Task directions:
Lines to restate from the data below: from the one containing "Query: green tree" to the one containing "the building facade", both included. Give them again exactly, and only them.

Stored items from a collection
_ _ _ _
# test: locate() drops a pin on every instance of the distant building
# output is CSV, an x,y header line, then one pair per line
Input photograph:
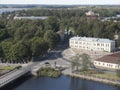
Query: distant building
x,y
30,17
110,61
93,44
91,15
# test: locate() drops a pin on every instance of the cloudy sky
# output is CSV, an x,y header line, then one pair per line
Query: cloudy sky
x,y
68,2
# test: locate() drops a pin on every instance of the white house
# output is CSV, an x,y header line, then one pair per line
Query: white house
x,y
93,44
110,61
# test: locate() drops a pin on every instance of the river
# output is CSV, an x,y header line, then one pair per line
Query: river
x,y
62,83
2,10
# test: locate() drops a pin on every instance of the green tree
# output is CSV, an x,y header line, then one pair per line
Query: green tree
x,y
52,38
52,24
75,63
39,47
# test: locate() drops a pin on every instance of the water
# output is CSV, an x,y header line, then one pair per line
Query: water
x,y
62,83
2,10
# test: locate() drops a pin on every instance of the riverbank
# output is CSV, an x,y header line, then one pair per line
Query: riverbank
x,y
48,72
94,78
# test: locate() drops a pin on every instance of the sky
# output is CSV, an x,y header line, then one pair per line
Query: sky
x,y
64,2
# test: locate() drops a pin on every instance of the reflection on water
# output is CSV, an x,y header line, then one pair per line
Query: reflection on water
x,y
62,83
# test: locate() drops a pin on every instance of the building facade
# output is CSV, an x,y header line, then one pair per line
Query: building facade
x,y
93,44
110,61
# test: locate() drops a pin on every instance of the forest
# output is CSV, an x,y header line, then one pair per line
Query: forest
x,y
20,40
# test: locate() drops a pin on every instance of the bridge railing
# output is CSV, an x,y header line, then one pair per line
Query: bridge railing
x,y
8,80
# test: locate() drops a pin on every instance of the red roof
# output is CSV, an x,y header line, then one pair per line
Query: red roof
x,y
112,58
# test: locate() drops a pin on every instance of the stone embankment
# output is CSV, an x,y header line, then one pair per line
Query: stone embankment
x,y
94,78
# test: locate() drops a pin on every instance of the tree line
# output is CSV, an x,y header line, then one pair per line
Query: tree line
x,y
22,39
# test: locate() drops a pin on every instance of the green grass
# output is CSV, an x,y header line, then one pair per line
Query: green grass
x,y
7,67
111,76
_ _ _ _
Exercise output:
Query: green tree
x,y
52,38
52,24
75,63
39,47
# test: locate() drops a pin on every instance of the water
# output is CSV, an x,y header line, then one pair per line
Query: water
x,y
62,83
2,10
# test: locate() drops a pin on every instance of the riverbank
# output is CSV, an x,y header line, then one pair per line
Query: riverbank
x,y
48,72
94,78
# test: locate() drops a pin on every instance of the sky
# output is CSV, an x,y header line, then one pair per line
Query: sky
x,y
64,2
# test: locate() drops a pin on every instance of the reflection on water
# output is CSV, an x,y header line, then one pair per line
Query: reflection on water
x,y
62,83
# test: locate() drops a pin on every instance of the building facade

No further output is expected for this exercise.